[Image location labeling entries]
■ ■ ■
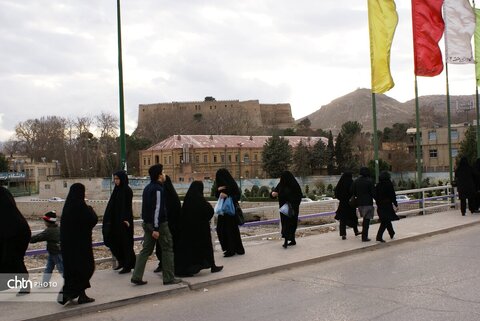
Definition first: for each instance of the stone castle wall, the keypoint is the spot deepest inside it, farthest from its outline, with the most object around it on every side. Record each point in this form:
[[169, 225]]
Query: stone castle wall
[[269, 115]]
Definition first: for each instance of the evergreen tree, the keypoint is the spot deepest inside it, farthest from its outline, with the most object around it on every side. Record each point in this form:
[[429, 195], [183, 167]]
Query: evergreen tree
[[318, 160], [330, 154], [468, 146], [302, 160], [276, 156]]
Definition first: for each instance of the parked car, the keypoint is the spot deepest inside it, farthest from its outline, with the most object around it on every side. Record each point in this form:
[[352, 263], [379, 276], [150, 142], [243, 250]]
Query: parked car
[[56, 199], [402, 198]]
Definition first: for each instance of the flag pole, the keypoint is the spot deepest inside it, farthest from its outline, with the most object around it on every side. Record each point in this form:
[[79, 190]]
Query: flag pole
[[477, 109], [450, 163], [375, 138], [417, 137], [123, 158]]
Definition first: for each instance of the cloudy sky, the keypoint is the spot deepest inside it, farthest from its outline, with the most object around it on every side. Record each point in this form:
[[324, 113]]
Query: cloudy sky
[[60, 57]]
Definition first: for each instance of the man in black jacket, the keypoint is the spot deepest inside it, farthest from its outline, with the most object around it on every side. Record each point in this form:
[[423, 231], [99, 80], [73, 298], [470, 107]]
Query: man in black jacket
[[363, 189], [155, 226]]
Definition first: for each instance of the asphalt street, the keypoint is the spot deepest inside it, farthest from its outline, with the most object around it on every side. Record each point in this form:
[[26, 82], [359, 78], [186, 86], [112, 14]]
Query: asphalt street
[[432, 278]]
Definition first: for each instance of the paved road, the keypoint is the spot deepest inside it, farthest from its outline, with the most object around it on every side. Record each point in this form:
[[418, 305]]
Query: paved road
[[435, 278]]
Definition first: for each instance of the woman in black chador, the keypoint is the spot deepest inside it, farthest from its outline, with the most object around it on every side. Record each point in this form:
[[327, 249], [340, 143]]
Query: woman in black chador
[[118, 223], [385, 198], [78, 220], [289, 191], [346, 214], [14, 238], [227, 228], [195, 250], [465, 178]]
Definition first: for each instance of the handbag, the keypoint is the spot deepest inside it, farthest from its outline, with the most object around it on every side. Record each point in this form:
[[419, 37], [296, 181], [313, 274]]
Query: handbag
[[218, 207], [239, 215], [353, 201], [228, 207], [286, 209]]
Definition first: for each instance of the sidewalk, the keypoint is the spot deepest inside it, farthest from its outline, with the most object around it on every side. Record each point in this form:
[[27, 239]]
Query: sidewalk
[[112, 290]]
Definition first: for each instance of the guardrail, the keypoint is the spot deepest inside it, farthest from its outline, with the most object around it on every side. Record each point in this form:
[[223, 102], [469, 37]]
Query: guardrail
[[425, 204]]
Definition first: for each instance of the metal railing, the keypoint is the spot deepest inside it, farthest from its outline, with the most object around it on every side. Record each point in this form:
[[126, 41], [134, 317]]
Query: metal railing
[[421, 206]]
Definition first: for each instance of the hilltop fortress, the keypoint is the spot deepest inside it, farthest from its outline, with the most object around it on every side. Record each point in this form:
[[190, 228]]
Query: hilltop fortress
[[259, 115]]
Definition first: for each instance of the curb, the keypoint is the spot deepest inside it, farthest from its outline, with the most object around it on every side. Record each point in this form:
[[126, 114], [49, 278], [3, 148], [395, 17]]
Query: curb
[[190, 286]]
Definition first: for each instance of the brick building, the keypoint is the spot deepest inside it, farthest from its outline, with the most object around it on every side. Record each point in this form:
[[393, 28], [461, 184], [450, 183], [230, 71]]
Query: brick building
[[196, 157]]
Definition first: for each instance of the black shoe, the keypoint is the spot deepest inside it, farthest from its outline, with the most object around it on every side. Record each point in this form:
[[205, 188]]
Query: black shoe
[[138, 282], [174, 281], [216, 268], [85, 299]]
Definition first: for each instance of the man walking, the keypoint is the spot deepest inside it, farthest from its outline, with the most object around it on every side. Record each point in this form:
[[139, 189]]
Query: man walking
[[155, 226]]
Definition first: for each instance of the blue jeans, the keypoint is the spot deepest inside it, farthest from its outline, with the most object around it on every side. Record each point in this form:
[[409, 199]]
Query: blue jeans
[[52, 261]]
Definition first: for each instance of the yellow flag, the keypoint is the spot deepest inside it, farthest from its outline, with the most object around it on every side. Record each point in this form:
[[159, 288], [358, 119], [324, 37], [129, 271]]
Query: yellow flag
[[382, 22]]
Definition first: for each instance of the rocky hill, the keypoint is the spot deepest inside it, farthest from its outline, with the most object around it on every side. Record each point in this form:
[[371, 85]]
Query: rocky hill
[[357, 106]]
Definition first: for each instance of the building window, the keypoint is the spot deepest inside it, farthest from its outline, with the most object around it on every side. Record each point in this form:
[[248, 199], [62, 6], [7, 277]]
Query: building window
■ ■ ■
PROBLEM TO SOLVE: Lay out the entries as a Markdown table with the columns Row and Line, starting at the beginning of the entries and ending at the line that contains "[[477, 109], [450, 163], [375, 138], [417, 137], [123, 158]]". Give one numbered row per line, skip blank lines, and leave the pictures out.

COMPLETED EXERCISE:
| Row | Line |
|---|---|
| 1 | Definition first: for each instance of the stone castle wall, the keypoint is the spot deepest inside it, farthest from its outline, with the most object around it on every side. Record each point in this form: |
| 2 | [[169, 225]] |
| 3 | Query: stone castle wall |
| 4 | [[269, 115]] |
| 5 | Definition first: for each instance of the evergreen tree, the keypoint is the spot deepest inside it, farthest from its outline, with the most object around it on every side. Record each point in this form: |
| 6 | [[429, 195], [183, 167]] |
| 7 | Query: evergreen tree |
| 8 | [[318, 160], [330, 154], [468, 146], [302, 160], [276, 156]] |
| 9 | Definition first: for each instance of the parked car, the keypoint is the spot deepest inside it, farthest from its outline, with the most object around it on every side. Record each point in this form: |
| 10 | [[352, 263], [379, 276], [150, 142], [243, 250]] |
| 11 | Query: parked car |
| 12 | [[56, 199], [402, 198]] |
| 13 | Definition first: for each instance of the flag pole, the keypoint is the spot deepest inside it, farthest from its outline, with the most object around it on every side. Record each point in this form: |
| 14 | [[79, 190]] |
| 15 | Query: flag pole |
| 16 | [[477, 109], [450, 163], [375, 138], [417, 137], [123, 158]] |